Activity
Copy the whole post below about riding with a sore foot, word for word.

Given passage
▼
Let the shedding begin!

Let the shedding begin!

It would seem that I was right last week when I mentioned that while I may be older, I’m not really any wiser. This week I did something I haven’t done since my early teenage years. I made the very poor decision to ride even though I was injured. Unfortunately for me, it seems my pain tolerance has gone down the older I’ve become. Back in my glory days (I can say that now that I’m in my 30s, right?), it was nothing for me to hop on even though I was sick, injured or otherwise not in an acceptable riding state. I even remember taking a few lessons with the stomach flu. Toughing it out for the entire hour of what was usually very intense training, before dismounting and promptly vomiting on my way back to the barn.

This time it was my left foot that was the problem. It had started to hurt mysteriously the day before my ride. An annoyance that I hoped would go away on its own. It didn’t. In fact, it escalated to the point where it was becoming painful to walk. Instead of going to the doctor, which would have been the wise choice, I went to the barn. I knew I shouldn’t ride, I’d been telling myself that all day. But instead of listening to my own inner voice, which has proven time and time again to be the smartest part of me, I tacked Luc up.

Ok, so that’s not entirely true. I watched my sister tack him up, while I snapped photos of the start of his spring shed. She graciously offered to be my groom for the day so I didn’t end up covered in white horse hair (thanks Jen!). It was a noble thought, and one that I greatly appreciated since I still don’t have a dedicated barn wardrobe and my significant other is getting a little tired of finding traces of Luc all over our apartment. He doesn’t find the hair, or that accompanying barn smell, eau de horse, nearly as comforting as I do. Too bad I still ended up covered in it anyways. There’s just no escaping it.
▲
Information shown
▼
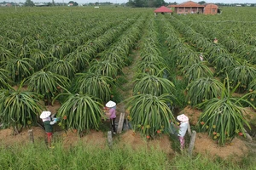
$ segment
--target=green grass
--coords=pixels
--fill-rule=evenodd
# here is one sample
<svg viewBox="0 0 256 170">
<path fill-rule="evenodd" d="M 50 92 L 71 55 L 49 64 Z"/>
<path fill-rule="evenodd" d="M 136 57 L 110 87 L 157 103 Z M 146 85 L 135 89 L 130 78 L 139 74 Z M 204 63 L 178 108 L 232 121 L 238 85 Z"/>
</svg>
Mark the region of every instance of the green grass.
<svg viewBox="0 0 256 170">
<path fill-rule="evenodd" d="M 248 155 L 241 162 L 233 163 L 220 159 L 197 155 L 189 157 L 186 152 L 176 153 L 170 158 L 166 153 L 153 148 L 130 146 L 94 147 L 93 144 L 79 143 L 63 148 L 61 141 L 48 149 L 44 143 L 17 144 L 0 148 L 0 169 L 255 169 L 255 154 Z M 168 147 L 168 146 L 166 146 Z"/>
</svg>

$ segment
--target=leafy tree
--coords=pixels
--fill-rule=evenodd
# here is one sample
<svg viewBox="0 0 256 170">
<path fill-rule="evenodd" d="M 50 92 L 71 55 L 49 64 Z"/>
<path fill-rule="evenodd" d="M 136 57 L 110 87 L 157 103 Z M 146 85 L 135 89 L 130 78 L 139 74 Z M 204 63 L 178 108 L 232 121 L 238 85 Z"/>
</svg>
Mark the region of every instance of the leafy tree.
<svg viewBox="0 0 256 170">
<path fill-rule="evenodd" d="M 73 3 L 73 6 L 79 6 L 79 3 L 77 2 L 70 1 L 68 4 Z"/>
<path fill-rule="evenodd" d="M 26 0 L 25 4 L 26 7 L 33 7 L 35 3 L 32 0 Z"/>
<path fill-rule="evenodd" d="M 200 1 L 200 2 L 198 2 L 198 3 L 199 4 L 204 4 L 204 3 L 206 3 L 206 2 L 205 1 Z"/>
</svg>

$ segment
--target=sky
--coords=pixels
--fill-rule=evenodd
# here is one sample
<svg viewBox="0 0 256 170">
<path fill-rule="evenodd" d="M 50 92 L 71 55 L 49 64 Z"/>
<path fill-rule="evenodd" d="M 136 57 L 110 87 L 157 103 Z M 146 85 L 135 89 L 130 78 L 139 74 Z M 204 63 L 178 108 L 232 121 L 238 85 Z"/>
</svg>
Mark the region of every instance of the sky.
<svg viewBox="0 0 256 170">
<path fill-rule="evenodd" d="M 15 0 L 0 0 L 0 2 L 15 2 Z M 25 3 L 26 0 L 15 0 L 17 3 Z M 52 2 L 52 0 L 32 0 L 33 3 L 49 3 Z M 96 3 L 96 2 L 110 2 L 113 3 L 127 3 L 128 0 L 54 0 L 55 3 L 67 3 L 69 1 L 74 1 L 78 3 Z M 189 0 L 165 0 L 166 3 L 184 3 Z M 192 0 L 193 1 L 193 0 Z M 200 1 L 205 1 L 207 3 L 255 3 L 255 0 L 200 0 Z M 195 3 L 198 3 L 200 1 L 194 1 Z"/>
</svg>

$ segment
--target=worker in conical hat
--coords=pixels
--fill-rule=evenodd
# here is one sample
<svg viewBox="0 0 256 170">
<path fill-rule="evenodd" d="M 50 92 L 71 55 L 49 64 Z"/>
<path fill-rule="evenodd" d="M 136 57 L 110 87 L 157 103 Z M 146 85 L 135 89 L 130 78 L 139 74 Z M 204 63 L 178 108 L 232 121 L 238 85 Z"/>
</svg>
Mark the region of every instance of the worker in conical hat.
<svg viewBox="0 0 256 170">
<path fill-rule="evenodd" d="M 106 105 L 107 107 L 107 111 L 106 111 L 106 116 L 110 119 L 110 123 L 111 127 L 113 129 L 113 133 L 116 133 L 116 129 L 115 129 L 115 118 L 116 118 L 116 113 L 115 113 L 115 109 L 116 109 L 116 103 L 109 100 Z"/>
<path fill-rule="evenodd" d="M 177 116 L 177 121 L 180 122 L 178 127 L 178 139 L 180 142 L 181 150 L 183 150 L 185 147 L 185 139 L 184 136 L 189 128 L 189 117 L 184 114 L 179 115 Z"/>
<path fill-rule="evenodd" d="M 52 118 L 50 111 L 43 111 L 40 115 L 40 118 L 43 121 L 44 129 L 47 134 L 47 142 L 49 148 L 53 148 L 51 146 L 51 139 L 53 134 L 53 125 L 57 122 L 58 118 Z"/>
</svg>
▲
▼
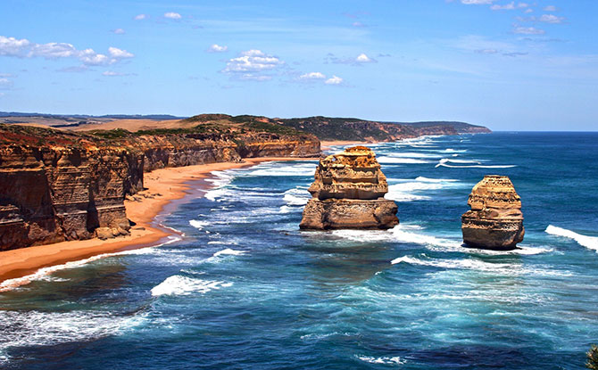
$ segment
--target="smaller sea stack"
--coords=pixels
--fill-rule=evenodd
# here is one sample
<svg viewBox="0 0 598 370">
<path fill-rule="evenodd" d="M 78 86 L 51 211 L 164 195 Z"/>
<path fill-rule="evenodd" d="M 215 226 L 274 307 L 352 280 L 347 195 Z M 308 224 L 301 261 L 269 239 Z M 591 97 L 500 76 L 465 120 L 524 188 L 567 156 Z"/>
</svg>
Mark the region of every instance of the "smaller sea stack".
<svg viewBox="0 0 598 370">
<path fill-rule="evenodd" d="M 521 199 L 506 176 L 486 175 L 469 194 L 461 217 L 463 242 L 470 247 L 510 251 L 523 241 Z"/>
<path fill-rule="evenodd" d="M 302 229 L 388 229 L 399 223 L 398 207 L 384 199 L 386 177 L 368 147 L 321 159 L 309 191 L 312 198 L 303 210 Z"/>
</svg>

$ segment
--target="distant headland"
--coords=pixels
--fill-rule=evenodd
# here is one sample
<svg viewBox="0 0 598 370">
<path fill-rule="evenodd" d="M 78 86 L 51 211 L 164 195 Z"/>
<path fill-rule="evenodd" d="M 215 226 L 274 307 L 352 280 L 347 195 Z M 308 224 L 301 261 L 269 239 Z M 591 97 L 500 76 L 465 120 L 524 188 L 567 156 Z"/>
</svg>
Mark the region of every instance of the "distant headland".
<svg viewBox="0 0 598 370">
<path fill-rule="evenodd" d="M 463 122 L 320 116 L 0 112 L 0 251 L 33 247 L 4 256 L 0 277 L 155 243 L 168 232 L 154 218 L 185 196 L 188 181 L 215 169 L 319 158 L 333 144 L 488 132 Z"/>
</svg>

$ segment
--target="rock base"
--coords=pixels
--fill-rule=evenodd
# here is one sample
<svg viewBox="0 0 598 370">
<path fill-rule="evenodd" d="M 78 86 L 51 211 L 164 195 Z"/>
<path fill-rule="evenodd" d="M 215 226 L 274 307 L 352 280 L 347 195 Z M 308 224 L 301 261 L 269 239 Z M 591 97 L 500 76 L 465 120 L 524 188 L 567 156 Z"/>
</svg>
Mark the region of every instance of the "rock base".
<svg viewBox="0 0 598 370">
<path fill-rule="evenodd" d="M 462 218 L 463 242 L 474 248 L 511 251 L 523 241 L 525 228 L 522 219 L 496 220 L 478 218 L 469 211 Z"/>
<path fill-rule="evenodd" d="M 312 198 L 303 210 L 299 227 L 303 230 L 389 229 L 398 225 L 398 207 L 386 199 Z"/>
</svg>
▲
▼
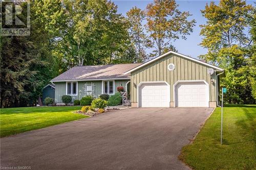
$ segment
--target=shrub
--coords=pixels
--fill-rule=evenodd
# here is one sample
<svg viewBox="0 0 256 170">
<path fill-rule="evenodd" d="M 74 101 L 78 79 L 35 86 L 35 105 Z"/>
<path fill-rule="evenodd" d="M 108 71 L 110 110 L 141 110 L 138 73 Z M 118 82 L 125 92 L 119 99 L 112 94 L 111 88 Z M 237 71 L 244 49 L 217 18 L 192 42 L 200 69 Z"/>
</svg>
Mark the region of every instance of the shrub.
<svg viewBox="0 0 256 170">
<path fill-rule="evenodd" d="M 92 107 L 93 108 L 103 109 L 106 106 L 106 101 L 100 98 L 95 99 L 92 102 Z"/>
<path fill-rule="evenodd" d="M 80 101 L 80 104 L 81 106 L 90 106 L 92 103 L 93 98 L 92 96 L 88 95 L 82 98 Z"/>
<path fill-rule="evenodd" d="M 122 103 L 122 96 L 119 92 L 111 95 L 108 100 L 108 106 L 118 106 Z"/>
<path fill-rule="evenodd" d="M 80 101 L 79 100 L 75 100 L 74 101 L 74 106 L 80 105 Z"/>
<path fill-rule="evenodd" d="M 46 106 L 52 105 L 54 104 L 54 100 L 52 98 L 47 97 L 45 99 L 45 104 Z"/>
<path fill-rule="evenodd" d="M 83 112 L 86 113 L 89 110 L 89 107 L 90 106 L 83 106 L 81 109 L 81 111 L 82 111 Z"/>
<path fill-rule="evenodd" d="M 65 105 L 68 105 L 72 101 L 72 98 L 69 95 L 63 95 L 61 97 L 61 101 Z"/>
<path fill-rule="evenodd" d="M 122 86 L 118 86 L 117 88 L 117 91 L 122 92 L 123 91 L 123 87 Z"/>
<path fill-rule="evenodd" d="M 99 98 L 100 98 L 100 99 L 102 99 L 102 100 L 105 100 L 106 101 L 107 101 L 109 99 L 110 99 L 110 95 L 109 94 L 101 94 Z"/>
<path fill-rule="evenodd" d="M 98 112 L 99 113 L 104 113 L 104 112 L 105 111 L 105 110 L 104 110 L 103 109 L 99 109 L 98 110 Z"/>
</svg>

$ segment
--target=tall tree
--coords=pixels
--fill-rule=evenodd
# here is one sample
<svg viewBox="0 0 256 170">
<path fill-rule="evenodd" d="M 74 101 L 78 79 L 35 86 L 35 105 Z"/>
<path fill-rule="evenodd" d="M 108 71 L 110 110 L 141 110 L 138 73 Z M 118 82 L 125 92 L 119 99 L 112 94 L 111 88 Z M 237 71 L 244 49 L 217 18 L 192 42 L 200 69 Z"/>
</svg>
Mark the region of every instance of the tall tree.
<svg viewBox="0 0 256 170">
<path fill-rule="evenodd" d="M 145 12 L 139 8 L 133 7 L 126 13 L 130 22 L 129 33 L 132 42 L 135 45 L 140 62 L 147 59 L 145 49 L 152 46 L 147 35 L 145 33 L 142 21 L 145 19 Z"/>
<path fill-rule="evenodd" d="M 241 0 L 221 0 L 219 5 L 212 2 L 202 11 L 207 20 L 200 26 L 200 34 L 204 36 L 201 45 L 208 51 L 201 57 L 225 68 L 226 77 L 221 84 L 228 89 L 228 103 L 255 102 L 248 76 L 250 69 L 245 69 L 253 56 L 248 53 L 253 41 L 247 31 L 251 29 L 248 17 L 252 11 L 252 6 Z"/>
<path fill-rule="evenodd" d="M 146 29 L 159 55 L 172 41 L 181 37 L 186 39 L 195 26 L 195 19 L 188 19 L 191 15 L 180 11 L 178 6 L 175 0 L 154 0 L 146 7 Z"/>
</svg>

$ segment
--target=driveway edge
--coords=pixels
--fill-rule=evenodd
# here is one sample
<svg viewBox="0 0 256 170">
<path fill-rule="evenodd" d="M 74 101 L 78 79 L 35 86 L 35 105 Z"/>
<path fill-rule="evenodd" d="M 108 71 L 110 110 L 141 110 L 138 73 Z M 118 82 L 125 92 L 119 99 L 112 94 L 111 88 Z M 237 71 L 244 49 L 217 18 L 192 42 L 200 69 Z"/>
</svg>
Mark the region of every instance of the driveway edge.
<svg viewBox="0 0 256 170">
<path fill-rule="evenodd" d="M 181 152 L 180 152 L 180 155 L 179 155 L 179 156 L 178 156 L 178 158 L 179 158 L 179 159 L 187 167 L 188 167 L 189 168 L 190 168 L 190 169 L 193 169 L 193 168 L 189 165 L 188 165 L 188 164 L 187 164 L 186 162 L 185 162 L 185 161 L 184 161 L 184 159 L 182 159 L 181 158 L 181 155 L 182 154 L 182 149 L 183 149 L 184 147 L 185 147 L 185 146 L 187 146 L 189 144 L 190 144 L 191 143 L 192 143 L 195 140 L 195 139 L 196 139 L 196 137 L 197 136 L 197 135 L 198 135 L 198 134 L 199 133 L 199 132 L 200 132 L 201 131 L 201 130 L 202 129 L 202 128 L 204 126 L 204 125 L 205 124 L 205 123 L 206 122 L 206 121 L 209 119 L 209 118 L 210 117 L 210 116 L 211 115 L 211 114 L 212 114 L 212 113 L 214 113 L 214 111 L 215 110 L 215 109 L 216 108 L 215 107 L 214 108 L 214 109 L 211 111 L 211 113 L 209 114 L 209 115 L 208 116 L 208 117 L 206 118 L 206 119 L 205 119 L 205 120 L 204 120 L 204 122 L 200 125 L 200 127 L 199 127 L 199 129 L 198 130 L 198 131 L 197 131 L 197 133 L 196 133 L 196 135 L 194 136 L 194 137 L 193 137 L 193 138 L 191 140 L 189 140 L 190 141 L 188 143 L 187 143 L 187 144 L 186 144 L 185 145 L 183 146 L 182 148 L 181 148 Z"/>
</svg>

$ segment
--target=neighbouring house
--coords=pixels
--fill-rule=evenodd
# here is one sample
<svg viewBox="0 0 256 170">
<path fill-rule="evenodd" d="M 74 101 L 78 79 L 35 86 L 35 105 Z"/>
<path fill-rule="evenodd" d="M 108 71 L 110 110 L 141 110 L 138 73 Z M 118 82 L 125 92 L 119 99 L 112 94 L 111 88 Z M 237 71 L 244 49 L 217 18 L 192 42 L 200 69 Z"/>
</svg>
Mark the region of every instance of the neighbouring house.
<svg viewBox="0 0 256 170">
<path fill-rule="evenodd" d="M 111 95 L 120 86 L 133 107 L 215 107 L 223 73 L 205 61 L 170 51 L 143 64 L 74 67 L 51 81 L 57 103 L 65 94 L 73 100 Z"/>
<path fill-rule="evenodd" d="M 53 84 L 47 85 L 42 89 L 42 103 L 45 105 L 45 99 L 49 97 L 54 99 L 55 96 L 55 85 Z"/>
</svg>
▲
Solution
Let the shedding begin!

Let the shedding begin!

It would seem that I was right last week when I mentioned that while I may be older, I’m not really any wiser. This week I did something I haven’t done since my early teenage years. I made the very poor decision to ride even though I was injured. Unfortunately for me, it seems my pain tolerance has gone down the older I’ve become. Back in my glory days (I can say that now that I’m in my 30s, right?), it was nothing for me to hop on even though I was sick, injured or otherwise not in an acceptable riding state. I even remember taking a few lessons with the stomach flu. Toughing it out for the entire hour of what was usually very intense training, before dismounting and promptly vomiting on my way back to the barn.

This time it was my left foot that was the problem. It had started to hurt mysteriously the day before my ride. An annoyance that I hoped would go away on its own. It didn’t. In fact, it escalated to the point where it was becoming painful to walk. Instead of going to the doctor, which would have been the wise choice, I went to the barn. I knew I shouldn’t ride, I’d been telling myself that all day. But instead of listening to my own inner voice, which has proven time and time again to be the smartest part of me, I tacked Luc up.

Ok, so that’s not entirely true. I watched my sister tack him up, while I snapped photos of the start of his spring shed. She graciously offered to be my groom for the day so I didn’t end up covered in white horse hair (thanks Jen!). It was a noble thought, and one that I greatly appreciated since I still don’t have a dedicated barn wardrobe and my significant other is getting a little tired of finding traces of Luc all over our apartment. He doesn’t find the hair, or that accompanying barn smell, eau de horse, nearly as comforting as I do. Too bad I still ended up covered in it anyways. There’s just no escaping it.